TEKST ŹRÓDŁOWY:
────────────────────────────────────────

GDPR.pl – ochrona danych osobowych w UE, RODO, IOD

5 lat obowiązywania RODO! Sukces czy porażka?

5 lat RODO- podsumowanie obowiązywania w Polsce

5 lat RODO- podsumowanie obowiązywania rozporządzenia w Polsce

5 lat obowiązywania RODO za nami! Co jest największym sukcesem RODO, a co porażką?

Postanowiliśmy z tej okazji krótko podsumować ten okres poczynając od sukcesów i rozczarowań, aż po absurdy.

Największy sukces

– podniesienie rangi prywatności jako wartości i dobra osobistego

Rozpoczęcie stosowania Rozporządzenia w 2018 r. wiązało się z niespotykanym wcześniej szumem medialnym i istną paniką wśród przedsiębiorców, co spowodowane było przemawiającymi do wyobraźni karami grożącymi za niedostosowanie do nowych realiów ochrony danych. Tym samym nałożono na przedsiębiorców silny imperatyw, aby w kilka miesięcy nadrobić wieloletnie zaniedbania, a nade wszystko: zmienić mentalność i zacząć traktować prywatność z należytą powagą i dbałością. Analogiczna zmiana zaistniała po drugiej stronie – klientów i konsumentów, pośród których świadomość praw przysługujących w zakresie ochrony danych znacząco wzrosła, co również stanowi silną motywację dla rynku – do podnoszenia standardów ochrony i dbałość o jakość komunikacji z interesariuszami. Groźba „zgłoszenia sprawy do UODO” jest wprawdzie okazjonalnie nadużywana jako narzędzie „szantażu” ze strony konsumenta, jednak zasadniczo zmiany należy ocenić pozytywnie.

W tym miejscu warto wspomnieć o jednej ważnej zmianie w przepisach, oto bowiem w kodeksie karnym dokonano zmiany jednej z istotniejszych definicji i groźbę bezprawną zdefiniowano jako zarówno groźbę, o której mowa w art. 190, jak i groźbę spowodowania postępowania karnego lub innego postępowania, w którym może zostać nałożona administracyjna kara pieniężna jak również rozgłoszenia wiadomości uwłaczającej czci zagrożonego lub jego osoby najbliższej; nie stanowi groźby zapowiedź spowodowania postępowania karnego lub innego postępowania, w którym może zostać nałożona administracyjna kara pieniężna, jeżeli ma ona jedynie na celu ochronę prawa naruszonego przestępstwem lub zachowaniem zagrożonym administracyjną karą pieniężną. To zmiana wymuszona presją RODO i być może zapobiegła ona i zapobiega nadużywaniu prawa i gróźb nałożenia gigantycznych kar. Nie znaczy, że naciąganie na RODO nie miało i nie ma miejsca, o czym piszemy dalej.

────────────────────────────────────────

DOSTĘPNE DANE:
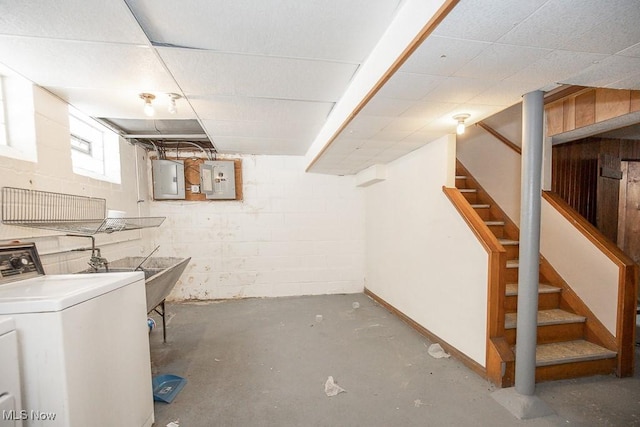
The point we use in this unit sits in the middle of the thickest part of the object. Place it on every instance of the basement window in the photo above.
(3, 115)
(95, 149)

────────────────────────────────────────

TREŚĆ ZADANIA:
Przedstaw w formie krótkiej listy akapit tekstu o pięciu latach RODO zaczynający się od słów „Rozpoczęcie stosowania Rozporządzenia w 2018 r.”, zachowując jego główne fakty. Wiersze z danymi nie są tu potrzebne.

ODPOWIEDŹ:
- Początek stosowania RODO w 2018 r. wywołał niespotykany wcześniej szum medialny i panikę wśród przedsiębiorców, których przerażały wysokie kary za niedostosowanie się do nowych zasad.
- Przedsiębiorcy musieli w kilka miesięcy nadrobić wieloletnie zaniedbania, a przede wszystkim zmienić mentalność i zacząć poważnie traktować prywatność.
- Wśród klientów i konsumentów znacząco wzrosła świadomość praw w zakresie ochrony danych, co motywuje rynek do podnoszenia standardów ochrony i dbania o komunikację z interesariuszami.
- Konsumenci okazjonalnie nadużywają groźby „zgłoszenia sprawy do UODO” jako „szantażu”, ale zmiany należy zasadniczo ocenić pozytywnie.